» Fragmento del texto

Por Javier Bustamante
Poeta
Barcelona, setiembre 2015
Foto: Creative Commons
Cada cultura tiene su propia forma de captar la realidad, de incorporarla, de enunciarla, de imaginarla y hasta de soñarla. Crea mitos e investiga razones para intentar saber porque es como es, de dónde ha salido la realidad que tiene delante de sus ojos y, en última instancia, cuál es el origen de quién se cuestiona todo esto.
En la medida que la cultura avanza y, en el seno de esta, la persona, se va codificando la realidad. Para ello crea sonidos con los cuales nombra lo que le rodea. Inventa un discurso al ir hilando dichos sonidos, cual si cantara. Y con este proceso va humanizando el universo, lo va haciendo asequible, familiar y amable. Una vez que puede crear una imagen dentro de él, el ser humano es capaz de plasmar esta relación de manera plástica para dejar constancia de ella. Así es como nacieron las pinturas rupestres, los glifos, los códices y, por último, los alfabetos.
La manera de escribir la realidad hace un retrato de cómo la ve una determinada cultura o persona. Como esos test(s) psicológicos en los cuales uno proyecta el mundo interior. Por citar un ejemplo, si nos situamos delante de algún códice prehispánico o pinturas, como también suele llamárseles, podemos apreciar un conjunto universo donde ha quedado plasmado un fragmento de realidad. Ya sea un mito fundacional, una relación de tributos o las costumbres religiosas de las fiestas. En el interior de los códices todo habla. De hecho, los antiguos sabían interpretarlos para «hacerlos hablar». Todo tiene un significado: la disposición de los glifos que ahí se representan, la proporción y los tamaños, los colores, los trazos y la dirección.
Al comienzo del periodo colonial en México, los tlacuilo –palabra náhuatl que designa a las «personas que al pintar escribían» los códices, cuyo equivalente serían los escribas–tuvieron que hacer un enorme esfuerzo por reinterpretar la realidad que se les presentaba a los ojos. Muchos de ellos tuvieron que pasar a ser informantes y así confeccionar códices a petición de algunos misioneros, los cuales dieran cuenta, tanto del origen de sus culturas como del presente que vivían. Gran parte de estos códices eran destinados a las autoridades españolas e, incluso, al rey. Para lo cual, sobre las pinturas tuvieron que ir incorporando palabras o frases en castellano, latín y náhuatl que explicaran su simbolismo.

» Ejercicios
A: Responde a estas preguntas según el fragmento:
(i) ¿Qué designa la palabra náhuatl «tlacuilo»?
(ii) ¿Qué cuatro cosas nacieron, por este orden, cuando el ser humano pudo plasmar de manera plástica su relación con la realidad?
(iii) ¿En qué lenguas se incorporaron palabras o frases sobre las pinturas para explicar su simbolismo?
B: Reproduce literalmente el pasaje del fragmento que va desde "La manera de" hasta "y la dirección.", ambos incluidos.

» Material proporcionado
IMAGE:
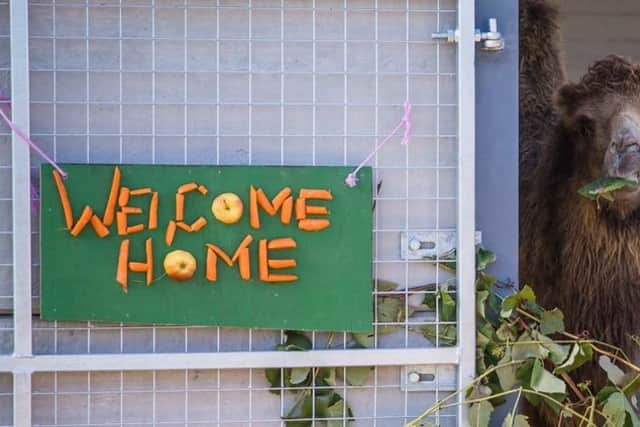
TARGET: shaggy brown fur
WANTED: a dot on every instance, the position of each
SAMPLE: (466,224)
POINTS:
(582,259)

* * *

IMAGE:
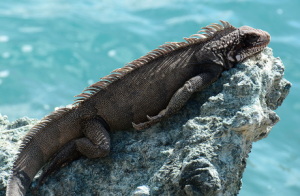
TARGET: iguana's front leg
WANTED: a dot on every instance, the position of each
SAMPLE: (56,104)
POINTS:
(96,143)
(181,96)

» Respuestas
A:
(i) A las «personas que al pintar escribían» los códices.
(ii) Las pinturas rupestres, los glifos, los códices y, por último, los alfabetos.
(iii) En castellano, latín y náhuatl.

B:
La manera de escribir la realidad hace un retrato de cómo la ve una determinada cultura o persona. Como esos test(s) psicológicos en los cuales uno proyecta el mundo interior. Por citar un ejemplo, si nos situamos delante de algún códice prehispánico o pinturas, como también suele llamárseles, podemos apreciar un conjunto universo donde ha quedado plasmado un fragmento de realidad. Ya sea un mito fundacional, una relación de tributos o las costumbres religiosas de las fiestas. En el interior de los códices todo habla. De hecho, los antiguos sabían interpretarlos para «hacerlos hablar». Todo tiene un significado: la disposición de los glifos que ahí se representan, la proporción y los tamaños, los colores, los trazos y la dirección.